Written problem: Copy the records from the very beginning down to the line containing "column 183, row 164", and include that line. Leave the pictures out of your copy.
-- Start of Working data --
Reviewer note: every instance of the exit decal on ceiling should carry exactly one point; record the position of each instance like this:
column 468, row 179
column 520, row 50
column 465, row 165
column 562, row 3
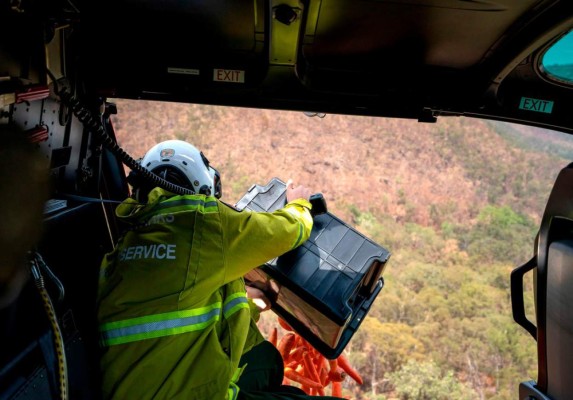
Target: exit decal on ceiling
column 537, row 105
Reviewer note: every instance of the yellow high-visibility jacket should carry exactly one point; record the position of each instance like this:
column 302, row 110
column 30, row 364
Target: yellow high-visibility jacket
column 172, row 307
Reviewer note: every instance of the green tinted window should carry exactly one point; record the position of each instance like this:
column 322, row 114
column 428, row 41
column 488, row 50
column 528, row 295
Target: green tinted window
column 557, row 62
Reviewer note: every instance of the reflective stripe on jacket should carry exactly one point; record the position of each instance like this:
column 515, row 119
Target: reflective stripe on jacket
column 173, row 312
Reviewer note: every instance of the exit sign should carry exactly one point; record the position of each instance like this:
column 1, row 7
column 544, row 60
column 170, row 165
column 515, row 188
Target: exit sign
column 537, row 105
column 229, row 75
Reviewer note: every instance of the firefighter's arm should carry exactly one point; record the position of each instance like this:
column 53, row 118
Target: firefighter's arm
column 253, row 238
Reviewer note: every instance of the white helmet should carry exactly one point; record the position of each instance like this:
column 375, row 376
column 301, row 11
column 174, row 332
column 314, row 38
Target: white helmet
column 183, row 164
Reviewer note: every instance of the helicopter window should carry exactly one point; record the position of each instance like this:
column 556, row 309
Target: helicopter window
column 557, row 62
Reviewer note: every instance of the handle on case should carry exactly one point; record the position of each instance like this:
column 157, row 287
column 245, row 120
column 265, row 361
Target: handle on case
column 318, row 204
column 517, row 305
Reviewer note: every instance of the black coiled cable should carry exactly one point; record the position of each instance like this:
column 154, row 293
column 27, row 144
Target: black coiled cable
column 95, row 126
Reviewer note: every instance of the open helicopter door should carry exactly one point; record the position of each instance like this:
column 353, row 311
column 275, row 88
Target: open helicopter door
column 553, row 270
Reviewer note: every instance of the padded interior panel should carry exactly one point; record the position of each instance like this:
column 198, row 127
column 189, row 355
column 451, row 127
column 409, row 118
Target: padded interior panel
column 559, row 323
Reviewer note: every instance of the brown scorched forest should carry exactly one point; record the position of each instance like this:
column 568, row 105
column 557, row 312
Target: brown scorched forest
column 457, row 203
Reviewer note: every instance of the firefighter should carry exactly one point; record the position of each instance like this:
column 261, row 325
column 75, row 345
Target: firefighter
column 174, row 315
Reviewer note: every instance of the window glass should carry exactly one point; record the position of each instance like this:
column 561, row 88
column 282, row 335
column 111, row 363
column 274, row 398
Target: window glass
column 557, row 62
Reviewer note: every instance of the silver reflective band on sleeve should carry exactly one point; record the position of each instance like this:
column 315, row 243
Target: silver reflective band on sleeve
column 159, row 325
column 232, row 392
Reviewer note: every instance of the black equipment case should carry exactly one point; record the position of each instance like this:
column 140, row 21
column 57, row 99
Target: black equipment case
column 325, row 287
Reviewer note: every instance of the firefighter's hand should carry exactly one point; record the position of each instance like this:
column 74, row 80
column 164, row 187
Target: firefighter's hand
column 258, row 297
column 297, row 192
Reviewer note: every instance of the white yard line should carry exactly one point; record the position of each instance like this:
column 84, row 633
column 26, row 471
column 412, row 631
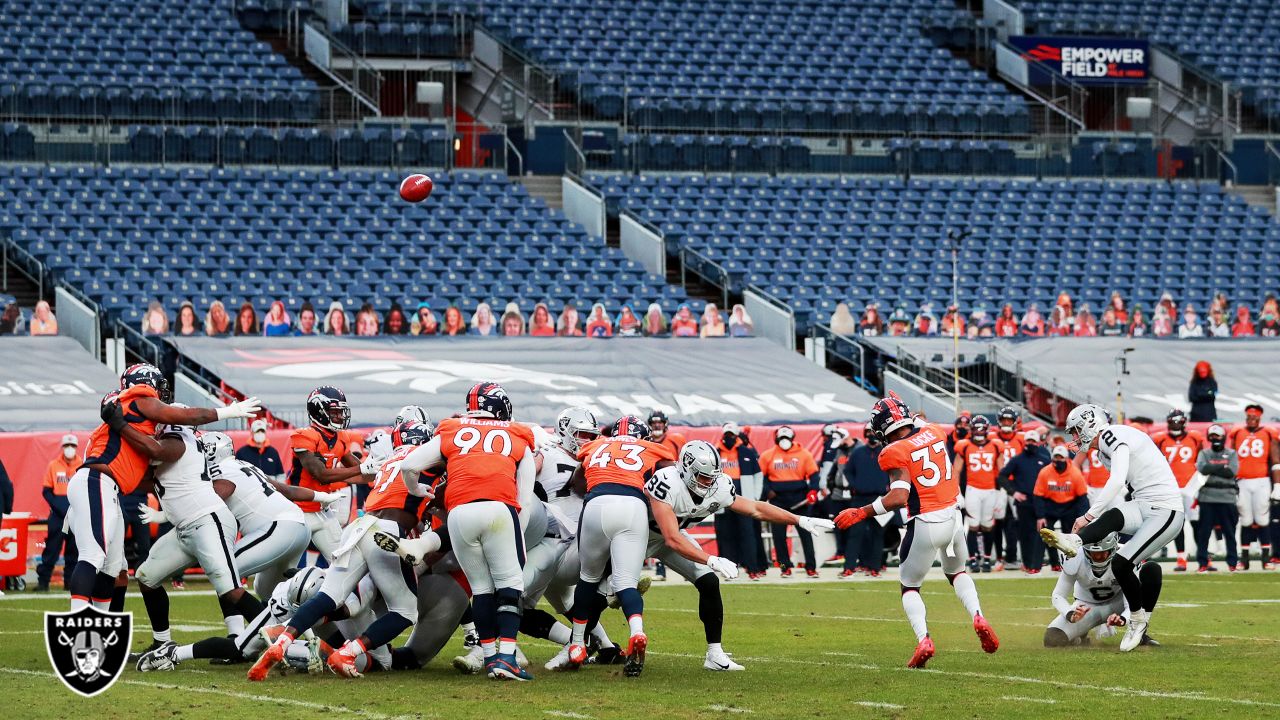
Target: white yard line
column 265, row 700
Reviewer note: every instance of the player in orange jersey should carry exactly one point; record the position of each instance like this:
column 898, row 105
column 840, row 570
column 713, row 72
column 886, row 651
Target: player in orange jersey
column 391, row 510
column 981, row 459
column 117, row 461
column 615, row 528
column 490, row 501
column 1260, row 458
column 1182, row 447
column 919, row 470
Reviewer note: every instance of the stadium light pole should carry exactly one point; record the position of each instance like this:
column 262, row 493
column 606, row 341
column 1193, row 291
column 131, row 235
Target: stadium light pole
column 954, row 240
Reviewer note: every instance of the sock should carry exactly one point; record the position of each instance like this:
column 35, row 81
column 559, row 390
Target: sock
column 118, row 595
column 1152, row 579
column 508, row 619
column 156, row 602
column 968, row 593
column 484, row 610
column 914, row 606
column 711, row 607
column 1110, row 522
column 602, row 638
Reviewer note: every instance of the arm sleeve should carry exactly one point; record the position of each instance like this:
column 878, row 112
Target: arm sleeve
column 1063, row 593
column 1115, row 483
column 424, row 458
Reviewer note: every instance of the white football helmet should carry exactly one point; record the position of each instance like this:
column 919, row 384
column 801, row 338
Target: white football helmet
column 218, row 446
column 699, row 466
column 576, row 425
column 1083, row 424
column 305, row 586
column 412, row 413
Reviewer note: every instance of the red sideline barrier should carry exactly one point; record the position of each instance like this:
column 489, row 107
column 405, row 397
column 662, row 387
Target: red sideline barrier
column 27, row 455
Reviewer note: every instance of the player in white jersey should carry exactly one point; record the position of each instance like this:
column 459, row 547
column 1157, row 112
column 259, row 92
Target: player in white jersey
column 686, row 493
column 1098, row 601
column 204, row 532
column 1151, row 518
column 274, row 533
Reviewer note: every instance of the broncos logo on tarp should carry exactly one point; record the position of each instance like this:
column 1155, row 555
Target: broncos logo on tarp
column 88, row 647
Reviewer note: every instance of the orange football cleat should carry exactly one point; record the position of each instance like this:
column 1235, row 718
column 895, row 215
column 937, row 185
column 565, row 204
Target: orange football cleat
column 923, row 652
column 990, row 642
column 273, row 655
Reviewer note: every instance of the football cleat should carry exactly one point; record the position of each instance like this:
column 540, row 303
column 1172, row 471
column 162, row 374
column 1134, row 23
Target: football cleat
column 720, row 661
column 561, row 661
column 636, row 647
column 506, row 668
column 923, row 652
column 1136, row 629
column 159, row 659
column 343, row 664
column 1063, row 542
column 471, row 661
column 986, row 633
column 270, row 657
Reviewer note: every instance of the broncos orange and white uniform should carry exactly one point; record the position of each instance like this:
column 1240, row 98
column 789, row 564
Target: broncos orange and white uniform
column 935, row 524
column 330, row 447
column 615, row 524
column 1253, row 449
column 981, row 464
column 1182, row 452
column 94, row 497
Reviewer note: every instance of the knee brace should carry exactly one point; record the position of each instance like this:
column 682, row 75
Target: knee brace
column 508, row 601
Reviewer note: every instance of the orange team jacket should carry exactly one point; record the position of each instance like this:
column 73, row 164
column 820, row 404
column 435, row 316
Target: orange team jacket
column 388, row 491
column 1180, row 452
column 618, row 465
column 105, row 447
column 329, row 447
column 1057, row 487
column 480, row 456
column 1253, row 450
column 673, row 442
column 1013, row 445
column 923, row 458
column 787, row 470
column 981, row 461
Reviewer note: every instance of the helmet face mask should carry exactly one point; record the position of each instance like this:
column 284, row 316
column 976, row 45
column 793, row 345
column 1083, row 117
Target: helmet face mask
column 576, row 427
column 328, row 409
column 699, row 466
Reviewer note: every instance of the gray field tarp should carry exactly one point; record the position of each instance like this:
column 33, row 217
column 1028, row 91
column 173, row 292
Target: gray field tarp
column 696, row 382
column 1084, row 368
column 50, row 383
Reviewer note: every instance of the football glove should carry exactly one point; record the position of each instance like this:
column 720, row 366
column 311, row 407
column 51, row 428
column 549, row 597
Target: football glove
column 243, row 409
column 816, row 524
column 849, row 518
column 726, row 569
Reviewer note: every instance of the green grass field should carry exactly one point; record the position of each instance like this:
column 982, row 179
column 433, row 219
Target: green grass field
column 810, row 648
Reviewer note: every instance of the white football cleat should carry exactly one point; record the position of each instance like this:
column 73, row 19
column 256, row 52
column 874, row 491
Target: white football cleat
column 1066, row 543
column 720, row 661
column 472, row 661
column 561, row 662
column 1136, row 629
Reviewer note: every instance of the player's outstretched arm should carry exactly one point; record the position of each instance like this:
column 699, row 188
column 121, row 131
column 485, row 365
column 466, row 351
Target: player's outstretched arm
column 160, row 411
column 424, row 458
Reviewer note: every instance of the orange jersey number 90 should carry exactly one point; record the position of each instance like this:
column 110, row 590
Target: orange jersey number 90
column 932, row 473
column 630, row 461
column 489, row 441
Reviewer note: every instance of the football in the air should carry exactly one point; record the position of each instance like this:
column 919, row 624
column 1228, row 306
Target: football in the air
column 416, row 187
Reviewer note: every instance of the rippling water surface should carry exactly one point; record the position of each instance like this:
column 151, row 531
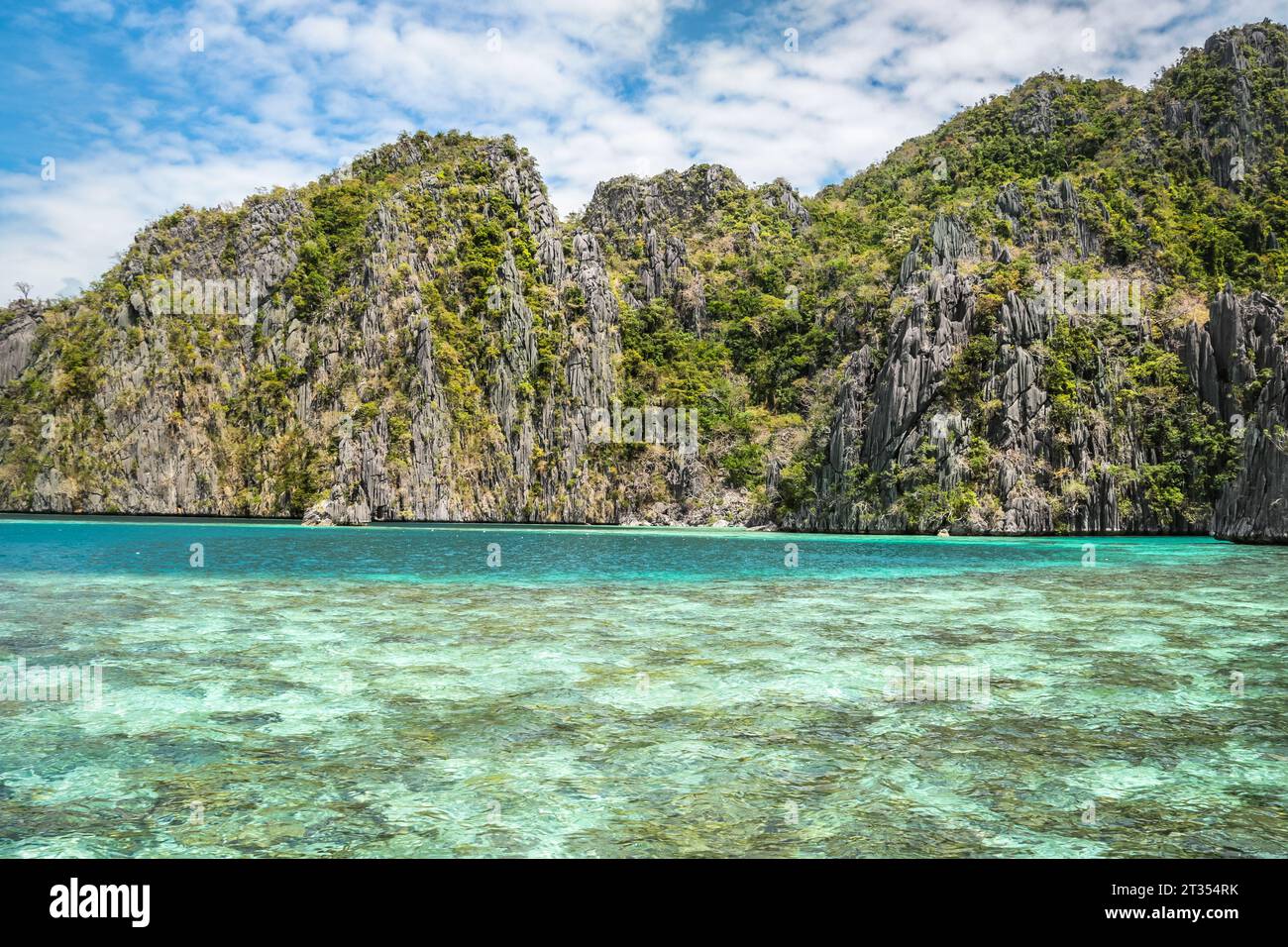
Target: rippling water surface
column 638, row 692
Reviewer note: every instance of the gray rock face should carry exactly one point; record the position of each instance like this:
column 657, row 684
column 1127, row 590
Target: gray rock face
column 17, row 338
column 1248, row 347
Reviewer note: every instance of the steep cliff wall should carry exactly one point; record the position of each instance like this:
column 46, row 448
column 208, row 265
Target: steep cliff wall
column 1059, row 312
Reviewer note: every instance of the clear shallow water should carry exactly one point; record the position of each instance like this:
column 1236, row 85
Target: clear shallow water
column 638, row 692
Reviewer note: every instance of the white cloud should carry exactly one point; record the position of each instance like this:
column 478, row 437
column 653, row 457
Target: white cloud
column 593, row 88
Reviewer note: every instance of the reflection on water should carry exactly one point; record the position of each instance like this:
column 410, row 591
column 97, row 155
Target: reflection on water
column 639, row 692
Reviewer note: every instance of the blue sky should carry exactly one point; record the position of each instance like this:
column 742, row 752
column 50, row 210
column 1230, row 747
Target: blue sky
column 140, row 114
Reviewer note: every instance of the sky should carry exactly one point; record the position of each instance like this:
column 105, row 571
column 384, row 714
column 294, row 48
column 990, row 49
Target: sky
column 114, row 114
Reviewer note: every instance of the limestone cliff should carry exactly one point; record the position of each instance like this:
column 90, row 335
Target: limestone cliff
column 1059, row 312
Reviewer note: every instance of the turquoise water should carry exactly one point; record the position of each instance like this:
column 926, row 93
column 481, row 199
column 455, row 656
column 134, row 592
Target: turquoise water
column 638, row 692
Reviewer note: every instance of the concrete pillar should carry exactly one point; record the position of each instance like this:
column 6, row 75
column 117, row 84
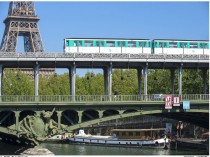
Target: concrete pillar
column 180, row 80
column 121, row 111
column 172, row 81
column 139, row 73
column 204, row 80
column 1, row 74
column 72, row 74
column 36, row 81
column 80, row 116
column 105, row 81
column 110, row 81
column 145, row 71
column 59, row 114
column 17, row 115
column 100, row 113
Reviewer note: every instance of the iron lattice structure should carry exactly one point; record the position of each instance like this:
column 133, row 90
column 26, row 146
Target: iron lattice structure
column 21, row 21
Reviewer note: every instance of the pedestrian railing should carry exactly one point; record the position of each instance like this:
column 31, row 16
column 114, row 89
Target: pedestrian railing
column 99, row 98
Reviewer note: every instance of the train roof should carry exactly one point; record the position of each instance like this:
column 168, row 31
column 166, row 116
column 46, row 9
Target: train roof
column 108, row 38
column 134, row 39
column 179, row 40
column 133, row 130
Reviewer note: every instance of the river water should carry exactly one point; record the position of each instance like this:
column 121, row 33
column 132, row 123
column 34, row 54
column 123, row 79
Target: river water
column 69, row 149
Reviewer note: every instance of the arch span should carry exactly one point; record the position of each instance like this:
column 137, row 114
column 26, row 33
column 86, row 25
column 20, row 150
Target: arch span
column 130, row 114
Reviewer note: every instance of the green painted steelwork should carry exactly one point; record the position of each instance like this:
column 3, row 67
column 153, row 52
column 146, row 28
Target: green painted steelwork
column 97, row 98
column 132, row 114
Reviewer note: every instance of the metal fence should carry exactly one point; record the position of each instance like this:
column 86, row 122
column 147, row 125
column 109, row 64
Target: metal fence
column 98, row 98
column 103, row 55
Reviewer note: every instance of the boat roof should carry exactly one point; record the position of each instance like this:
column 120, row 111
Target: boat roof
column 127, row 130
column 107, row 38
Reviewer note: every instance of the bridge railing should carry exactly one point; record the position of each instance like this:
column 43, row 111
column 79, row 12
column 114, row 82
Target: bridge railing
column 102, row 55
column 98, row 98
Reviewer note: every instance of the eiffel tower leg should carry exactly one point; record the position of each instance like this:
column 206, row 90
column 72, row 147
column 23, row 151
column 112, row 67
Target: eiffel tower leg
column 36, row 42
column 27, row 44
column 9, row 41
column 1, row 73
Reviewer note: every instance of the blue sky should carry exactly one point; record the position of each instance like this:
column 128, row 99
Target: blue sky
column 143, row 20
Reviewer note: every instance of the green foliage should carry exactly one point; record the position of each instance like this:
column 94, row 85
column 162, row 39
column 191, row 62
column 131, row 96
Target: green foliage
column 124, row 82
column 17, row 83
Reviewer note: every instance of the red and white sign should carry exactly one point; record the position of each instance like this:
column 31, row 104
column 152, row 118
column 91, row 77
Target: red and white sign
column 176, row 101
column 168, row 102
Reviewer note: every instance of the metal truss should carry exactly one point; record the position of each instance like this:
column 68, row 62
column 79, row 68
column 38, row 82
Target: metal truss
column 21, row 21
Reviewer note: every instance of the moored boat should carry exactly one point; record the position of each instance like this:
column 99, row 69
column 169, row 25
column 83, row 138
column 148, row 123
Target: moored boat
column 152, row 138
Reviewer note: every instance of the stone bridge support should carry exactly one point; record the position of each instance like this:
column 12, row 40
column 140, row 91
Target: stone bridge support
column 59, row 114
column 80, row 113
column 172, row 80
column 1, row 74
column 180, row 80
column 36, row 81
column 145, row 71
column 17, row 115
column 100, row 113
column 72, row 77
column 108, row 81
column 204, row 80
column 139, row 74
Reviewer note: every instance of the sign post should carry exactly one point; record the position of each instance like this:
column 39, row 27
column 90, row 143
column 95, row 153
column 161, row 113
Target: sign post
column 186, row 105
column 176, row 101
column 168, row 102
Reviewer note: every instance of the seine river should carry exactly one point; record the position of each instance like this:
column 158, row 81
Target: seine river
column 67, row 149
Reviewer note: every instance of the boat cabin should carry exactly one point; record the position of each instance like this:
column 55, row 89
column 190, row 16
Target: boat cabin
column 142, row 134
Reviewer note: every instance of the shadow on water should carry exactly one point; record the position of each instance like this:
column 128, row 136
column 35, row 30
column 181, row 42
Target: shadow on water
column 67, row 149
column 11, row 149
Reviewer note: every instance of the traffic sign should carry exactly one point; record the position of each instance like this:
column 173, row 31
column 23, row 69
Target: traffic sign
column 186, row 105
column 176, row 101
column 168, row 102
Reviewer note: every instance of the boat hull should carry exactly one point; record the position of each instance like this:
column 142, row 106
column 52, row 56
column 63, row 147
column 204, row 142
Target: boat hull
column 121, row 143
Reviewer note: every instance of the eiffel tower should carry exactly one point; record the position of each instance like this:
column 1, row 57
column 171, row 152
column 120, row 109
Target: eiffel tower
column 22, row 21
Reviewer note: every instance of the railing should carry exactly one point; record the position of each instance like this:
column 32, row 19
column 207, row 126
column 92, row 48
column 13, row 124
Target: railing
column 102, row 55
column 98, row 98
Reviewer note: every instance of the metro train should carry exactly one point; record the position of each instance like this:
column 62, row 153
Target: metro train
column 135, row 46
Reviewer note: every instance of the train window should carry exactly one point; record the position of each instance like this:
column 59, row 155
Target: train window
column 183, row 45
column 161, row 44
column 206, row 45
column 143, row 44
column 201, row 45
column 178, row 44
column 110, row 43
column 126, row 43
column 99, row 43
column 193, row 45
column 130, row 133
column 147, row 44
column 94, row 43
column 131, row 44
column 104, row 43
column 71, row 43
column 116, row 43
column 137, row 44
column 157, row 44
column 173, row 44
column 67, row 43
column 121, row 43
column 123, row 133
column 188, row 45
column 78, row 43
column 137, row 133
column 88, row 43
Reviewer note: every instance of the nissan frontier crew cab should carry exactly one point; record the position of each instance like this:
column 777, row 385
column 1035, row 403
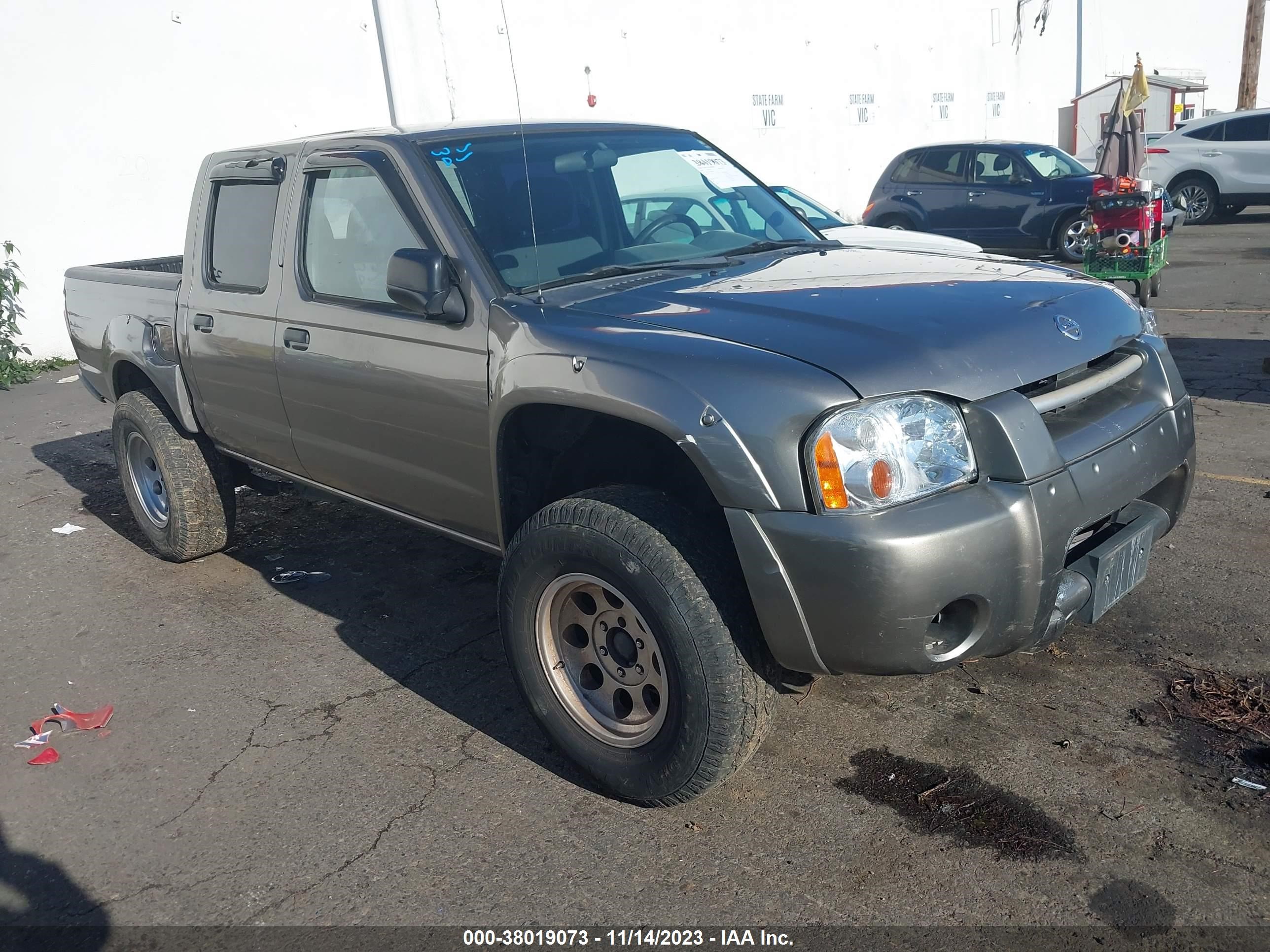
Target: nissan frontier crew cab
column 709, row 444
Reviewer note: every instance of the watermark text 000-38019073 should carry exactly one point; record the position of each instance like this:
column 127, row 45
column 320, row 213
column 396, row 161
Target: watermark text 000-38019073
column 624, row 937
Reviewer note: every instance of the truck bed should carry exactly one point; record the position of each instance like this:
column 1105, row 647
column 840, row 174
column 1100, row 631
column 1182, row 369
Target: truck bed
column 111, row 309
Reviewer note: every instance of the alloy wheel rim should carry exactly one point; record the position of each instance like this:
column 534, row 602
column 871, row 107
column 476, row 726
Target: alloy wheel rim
-- End of Working data --
Task output:
Reviewer note: every instance of the exit decal on ceiling should carry exactly one point; record the position of each instance like this:
column 468, row 179
column 520, row 50
column 465, row 165
column 562, row 3
Target: exit decal on ceiling
column 537, row 105
Reviewer note: every instance of the yellow high-visibility jacket should carry exactly one point; record the position of each instance like this:
column 302, row 110
column 30, row 364
Target: yellow high-visibility jacket
column 172, row 307
Reviewer note: every instance of the green tinted window should carry exactly one point; record the position of each instance like this:
column 322, row 114
column 428, row 41
column 488, row 50
column 528, row 295
Target: green tinted window
column 557, row 62
Reviewer note: every instance of the reflective stripe on jacket should carry exactly one point; record the position of each instance like this:
column 515, row 119
Target: reflective stripe on jacket
column 173, row 312
Reviewer note: every instance of the exit sign should carry exactly one point; record the position of each instance like this:
column 1, row 7
column 544, row 60
column 170, row 165
column 515, row 188
Target: exit sign
column 537, row 105
column 229, row 75
Reviewer note: every instance of the firefighter's arm should carry exactly one point; record the position of each instance like this:
column 53, row 118
Target: firefighter's arm
column 253, row 238
Reviewer note: every instance of the white helmet should carry exactly one point; record the position of each instance like this:
column 375, row 376
column 301, row 11
column 174, row 332
column 314, row 38
Target: white helmet
column 183, row 164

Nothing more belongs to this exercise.